+++ Given information

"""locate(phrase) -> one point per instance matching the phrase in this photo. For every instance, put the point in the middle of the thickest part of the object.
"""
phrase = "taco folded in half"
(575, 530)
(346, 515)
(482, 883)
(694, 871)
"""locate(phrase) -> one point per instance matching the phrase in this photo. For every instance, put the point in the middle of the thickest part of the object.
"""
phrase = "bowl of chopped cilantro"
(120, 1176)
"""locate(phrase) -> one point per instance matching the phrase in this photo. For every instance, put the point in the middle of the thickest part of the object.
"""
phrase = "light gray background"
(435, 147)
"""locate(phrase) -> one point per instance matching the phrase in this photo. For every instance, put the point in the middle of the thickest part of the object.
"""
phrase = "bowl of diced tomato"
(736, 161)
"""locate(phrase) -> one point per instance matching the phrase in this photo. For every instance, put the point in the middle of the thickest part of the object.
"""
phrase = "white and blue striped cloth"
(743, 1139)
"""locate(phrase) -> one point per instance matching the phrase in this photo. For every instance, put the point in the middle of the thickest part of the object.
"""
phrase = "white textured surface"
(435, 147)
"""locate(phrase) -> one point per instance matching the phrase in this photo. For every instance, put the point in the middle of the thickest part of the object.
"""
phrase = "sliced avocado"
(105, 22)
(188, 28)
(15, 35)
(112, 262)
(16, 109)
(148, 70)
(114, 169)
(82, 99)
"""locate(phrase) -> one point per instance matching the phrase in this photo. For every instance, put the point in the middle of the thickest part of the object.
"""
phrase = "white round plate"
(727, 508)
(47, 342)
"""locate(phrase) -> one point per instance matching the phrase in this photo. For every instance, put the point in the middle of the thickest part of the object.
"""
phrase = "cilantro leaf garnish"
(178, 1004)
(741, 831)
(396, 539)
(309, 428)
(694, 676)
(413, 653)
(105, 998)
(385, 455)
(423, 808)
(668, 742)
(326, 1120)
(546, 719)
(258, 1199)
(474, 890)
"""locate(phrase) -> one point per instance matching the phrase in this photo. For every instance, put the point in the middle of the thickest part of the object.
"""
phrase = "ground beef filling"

++++++

→ **Written exercise**
Copy every line from the start of the entries down to the line containing "(743, 1139)", adding -64 to each coordinate in the answers and leaving all other text unchanged.

→ **Response to the task**
"""locate(phrase) -> one point per instance matching the phrase in this photo. For every instance, put the point in the middle of the thickest part of the object.
"""
phrase = "taco folded in half"
(511, 466)
(282, 451)
(418, 819)
(630, 807)
"""locate(phrase) -> one point per instance matching the phrase in this photo. For every instance, put the point in the middle of the thickest part of the object.
"""
phrase = "bowl of chopped cilantro"
(56, 1112)
"""locate(phrase) -> one point per instance matching the phrase in this photo. For every instance, put the point in the middle of the thickest part of the object.
"""
phrase = "light gray background"
(371, 83)
"""locate(phrase) -> one point per instance matching the phrase in this photo. For every instance, put the point in the middle of the thickest part of the object.
"""
phrase = "bowl of diced tomato"
(672, 97)
"""locate(phrase) -> one point per instance matching the phrase in this photo. For every instance, put the point in the middle of the thickest part of the object.
"""
phrase = "white and blue striped cloth"
(679, 1075)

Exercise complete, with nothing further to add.